WORK TO DO. Only the run of lines from the one containing "man's head, where" through the last line should be returned, exactly as written.

↓↓↓

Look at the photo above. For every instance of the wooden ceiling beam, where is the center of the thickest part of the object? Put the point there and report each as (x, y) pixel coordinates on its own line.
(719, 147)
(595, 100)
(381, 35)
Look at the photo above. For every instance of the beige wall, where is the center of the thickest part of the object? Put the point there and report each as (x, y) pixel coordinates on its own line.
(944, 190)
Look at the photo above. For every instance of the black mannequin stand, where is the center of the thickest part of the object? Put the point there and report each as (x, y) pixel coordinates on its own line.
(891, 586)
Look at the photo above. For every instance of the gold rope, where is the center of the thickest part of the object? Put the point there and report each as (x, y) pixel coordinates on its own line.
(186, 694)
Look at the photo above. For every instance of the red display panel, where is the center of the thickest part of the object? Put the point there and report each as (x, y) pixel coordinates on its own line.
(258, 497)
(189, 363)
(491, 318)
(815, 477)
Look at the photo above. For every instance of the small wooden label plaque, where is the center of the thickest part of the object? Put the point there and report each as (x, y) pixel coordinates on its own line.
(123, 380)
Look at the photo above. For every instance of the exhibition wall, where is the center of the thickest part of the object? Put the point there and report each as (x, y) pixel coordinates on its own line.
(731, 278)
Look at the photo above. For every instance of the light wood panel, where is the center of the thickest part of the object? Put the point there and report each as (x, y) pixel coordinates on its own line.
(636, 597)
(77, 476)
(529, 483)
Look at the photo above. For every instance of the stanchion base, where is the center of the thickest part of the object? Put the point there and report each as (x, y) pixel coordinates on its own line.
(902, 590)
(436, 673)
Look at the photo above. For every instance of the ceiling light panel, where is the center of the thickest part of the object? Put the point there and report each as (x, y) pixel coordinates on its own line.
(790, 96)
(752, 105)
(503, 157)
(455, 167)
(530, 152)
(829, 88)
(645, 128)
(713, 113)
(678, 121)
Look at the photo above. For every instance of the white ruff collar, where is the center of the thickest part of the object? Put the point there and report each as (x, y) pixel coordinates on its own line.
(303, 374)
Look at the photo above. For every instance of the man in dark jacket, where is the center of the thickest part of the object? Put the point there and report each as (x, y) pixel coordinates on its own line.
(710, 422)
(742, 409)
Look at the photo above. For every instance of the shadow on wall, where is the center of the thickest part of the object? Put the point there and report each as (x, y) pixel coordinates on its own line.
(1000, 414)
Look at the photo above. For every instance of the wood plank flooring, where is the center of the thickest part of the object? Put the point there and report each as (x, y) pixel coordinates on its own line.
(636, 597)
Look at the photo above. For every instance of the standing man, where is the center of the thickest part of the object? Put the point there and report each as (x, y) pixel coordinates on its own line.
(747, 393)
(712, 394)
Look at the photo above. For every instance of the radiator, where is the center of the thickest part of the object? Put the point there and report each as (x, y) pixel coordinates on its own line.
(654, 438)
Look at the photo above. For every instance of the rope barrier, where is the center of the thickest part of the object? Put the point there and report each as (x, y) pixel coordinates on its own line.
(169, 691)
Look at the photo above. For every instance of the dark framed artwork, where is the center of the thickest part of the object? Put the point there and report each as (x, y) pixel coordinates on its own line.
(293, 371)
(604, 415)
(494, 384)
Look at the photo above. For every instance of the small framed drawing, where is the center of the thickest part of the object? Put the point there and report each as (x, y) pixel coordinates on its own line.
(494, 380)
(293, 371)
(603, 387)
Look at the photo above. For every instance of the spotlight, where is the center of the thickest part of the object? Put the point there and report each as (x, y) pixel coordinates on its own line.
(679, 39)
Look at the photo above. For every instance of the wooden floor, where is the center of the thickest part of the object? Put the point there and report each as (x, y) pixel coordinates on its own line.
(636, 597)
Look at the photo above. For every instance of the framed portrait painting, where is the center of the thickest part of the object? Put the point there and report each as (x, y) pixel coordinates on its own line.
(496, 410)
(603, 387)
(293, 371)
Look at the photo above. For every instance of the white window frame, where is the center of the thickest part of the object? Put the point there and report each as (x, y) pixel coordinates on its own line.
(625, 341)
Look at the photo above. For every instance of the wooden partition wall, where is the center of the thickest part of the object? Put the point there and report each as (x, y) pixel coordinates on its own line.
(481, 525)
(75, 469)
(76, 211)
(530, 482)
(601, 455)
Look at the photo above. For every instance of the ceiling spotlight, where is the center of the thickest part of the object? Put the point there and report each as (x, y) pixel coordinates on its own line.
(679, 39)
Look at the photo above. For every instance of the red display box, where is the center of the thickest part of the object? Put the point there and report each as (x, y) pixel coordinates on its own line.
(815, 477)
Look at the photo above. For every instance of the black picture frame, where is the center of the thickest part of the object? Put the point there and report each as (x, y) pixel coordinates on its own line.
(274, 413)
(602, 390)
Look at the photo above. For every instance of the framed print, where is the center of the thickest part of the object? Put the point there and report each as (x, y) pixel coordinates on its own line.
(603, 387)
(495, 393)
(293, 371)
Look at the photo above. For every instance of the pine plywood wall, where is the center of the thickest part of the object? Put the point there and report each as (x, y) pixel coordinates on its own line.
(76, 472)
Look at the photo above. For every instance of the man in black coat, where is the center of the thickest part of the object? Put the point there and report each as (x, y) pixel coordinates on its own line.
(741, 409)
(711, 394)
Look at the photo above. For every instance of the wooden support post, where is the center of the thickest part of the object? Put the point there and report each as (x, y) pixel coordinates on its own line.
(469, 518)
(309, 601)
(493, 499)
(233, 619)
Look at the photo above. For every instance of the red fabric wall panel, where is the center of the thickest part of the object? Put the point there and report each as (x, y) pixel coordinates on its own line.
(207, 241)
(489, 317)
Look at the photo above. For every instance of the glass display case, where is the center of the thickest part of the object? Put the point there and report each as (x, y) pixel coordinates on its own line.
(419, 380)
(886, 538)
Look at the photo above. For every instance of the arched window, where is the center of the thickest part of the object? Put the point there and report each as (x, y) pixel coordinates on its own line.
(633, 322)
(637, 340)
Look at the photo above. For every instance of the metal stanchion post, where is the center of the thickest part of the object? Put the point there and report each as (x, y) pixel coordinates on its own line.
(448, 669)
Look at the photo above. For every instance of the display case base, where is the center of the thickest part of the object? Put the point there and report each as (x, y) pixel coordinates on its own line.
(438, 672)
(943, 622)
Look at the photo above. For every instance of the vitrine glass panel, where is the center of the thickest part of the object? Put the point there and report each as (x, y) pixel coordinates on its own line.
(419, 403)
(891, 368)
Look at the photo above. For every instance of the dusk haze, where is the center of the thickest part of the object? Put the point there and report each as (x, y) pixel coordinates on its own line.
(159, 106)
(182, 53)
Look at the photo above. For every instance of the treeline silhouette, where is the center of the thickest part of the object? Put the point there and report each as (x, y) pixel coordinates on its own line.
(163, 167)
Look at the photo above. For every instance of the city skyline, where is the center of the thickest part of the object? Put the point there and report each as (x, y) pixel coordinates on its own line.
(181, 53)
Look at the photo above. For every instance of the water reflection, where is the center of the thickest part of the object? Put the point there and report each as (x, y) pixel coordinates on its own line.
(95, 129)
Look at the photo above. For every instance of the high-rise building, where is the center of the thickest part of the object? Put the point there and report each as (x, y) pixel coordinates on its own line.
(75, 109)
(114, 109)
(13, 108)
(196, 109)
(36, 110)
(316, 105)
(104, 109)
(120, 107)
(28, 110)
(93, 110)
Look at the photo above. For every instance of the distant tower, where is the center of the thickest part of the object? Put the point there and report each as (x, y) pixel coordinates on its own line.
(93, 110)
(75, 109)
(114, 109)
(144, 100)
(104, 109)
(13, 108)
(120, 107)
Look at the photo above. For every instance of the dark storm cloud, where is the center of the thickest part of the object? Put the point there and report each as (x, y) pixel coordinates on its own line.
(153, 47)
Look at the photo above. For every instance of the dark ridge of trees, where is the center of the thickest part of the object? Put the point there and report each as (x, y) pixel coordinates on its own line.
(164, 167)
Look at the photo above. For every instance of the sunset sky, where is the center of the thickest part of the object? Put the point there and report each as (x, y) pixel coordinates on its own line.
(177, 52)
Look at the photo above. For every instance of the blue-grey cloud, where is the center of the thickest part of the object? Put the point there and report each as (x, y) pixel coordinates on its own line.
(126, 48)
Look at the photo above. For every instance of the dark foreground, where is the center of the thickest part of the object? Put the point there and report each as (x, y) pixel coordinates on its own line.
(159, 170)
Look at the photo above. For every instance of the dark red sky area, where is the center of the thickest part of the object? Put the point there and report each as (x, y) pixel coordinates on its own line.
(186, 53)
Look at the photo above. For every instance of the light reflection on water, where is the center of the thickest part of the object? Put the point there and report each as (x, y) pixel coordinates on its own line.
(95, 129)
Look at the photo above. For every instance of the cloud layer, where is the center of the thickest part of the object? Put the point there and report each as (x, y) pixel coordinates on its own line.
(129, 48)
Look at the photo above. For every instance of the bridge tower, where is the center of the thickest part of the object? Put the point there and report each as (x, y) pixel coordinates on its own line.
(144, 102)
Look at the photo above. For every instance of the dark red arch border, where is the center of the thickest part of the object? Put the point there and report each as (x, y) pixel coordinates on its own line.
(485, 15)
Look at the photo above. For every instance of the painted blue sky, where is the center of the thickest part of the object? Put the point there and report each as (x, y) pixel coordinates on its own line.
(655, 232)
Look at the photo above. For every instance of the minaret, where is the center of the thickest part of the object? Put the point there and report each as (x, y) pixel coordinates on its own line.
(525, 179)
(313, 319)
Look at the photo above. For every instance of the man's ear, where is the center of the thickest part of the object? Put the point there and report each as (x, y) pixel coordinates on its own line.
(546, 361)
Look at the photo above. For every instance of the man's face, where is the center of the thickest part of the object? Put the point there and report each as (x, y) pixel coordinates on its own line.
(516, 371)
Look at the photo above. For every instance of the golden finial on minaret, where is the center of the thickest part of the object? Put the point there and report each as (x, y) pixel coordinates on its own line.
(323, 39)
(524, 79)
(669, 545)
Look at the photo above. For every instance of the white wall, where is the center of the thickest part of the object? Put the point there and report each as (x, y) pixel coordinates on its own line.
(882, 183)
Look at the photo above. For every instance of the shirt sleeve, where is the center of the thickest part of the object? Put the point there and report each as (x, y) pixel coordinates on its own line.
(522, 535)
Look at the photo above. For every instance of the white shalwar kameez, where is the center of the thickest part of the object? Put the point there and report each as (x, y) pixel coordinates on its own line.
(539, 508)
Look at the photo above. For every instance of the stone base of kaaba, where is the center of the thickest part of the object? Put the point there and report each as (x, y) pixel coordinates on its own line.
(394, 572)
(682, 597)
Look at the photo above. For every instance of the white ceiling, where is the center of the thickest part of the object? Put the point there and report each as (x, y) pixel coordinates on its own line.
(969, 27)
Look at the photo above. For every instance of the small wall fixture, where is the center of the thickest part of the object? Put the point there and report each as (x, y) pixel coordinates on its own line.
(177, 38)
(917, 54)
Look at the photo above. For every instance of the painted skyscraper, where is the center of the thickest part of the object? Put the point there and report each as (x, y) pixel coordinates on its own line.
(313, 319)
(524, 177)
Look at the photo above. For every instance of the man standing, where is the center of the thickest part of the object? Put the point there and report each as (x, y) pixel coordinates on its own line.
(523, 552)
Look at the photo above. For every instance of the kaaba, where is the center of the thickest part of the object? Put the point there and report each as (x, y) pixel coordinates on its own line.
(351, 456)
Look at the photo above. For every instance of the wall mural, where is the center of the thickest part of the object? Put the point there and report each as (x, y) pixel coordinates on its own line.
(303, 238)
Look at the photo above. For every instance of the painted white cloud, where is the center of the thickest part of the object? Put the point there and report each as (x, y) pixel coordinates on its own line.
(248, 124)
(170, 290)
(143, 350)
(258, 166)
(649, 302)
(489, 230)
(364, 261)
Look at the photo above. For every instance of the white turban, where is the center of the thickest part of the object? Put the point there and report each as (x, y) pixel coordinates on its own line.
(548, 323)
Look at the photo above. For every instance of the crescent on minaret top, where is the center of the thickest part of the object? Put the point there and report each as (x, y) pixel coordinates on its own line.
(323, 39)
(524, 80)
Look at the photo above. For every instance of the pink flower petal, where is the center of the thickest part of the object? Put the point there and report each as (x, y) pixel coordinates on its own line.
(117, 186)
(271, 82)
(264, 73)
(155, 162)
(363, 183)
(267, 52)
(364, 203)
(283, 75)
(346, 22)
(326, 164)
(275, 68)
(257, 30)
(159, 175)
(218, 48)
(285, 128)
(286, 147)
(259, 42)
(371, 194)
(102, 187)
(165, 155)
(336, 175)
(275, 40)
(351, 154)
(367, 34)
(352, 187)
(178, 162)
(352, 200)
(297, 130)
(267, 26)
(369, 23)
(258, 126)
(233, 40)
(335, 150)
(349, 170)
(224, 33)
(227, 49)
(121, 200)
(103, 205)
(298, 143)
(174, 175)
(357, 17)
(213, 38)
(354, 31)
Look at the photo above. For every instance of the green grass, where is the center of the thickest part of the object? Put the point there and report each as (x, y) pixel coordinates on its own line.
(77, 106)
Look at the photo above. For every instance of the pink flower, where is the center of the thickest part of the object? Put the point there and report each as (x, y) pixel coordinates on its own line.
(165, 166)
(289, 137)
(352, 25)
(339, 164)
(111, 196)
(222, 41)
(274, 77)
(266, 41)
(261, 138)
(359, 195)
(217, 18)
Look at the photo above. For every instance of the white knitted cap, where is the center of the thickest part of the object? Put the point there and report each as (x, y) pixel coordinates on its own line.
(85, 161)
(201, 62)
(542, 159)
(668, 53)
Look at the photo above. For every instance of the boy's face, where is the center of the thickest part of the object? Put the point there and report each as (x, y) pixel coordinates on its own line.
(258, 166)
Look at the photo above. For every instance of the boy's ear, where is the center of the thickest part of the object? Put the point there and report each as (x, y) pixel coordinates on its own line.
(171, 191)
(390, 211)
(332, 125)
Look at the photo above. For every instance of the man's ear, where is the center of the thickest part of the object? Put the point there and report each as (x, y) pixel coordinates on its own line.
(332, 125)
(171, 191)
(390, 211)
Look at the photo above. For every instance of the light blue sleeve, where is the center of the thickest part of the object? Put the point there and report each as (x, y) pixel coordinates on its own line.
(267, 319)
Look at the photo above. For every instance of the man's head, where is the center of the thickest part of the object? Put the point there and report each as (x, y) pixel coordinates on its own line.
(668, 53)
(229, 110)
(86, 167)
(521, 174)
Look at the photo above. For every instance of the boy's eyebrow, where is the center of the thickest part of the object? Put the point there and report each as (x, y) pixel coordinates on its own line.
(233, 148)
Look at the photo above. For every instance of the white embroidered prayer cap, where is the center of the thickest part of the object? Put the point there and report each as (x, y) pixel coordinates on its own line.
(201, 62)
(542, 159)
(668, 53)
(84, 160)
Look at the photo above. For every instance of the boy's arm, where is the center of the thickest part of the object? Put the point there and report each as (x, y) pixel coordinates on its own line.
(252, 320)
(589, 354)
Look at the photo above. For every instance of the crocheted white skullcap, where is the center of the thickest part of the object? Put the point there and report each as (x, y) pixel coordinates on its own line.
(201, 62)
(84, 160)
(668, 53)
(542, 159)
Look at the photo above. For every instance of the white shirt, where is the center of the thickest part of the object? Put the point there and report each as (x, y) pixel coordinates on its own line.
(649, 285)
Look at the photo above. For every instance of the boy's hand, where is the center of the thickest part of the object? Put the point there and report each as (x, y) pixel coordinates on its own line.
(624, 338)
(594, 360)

↑↑↑

RESPONSE FOR THIS EXERCISE.
Look at the photo above. For every instance of the man's head, where is the center of the thickest part of the object? Put the point there and report each as (x, y) pixel coordinates on its own line.
(668, 53)
(229, 110)
(86, 167)
(521, 174)
Look at the photo above. For every instance of the boy's eyebrow, where is the center of the thickest part of the object? Put the point there and report each as (x, y) pixel coordinates on its own line.
(233, 148)
Look at the photo above. For every instance of the white embroidered prayer cap, where is the center of the thickest part of the object? Put the point there and report each as (x, y) pixel coordinates on its own line.
(201, 62)
(542, 159)
(668, 53)
(84, 160)
Look at the photo above. For every instance of the boy's arm, where is the center of the thickest part of the object? Put the point there and report each as (x, y) pixel coordinates on its own line.
(252, 320)
(589, 354)
Look at the photo above. For every instance of the crocheted white skullcap, where is the center of the thickest part of the object? Put the point there and report each as (x, y) pixel coordinates on its own line.
(201, 62)
(84, 160)
(668, 53)
(542, 159)
Look at the photo above. For every instance of the white shirt, where is the center of the thickest part of the object? Put the point there and report each as (x, y) pixel coordinates on its own line.
(649, 285)
Look at the photo above. For every instance of the boy's hand, where is the center of the thickest part of the object? Put the point there and report each as (x, y) pixel coordinates on its own line.
(624, 338)
(594, 360)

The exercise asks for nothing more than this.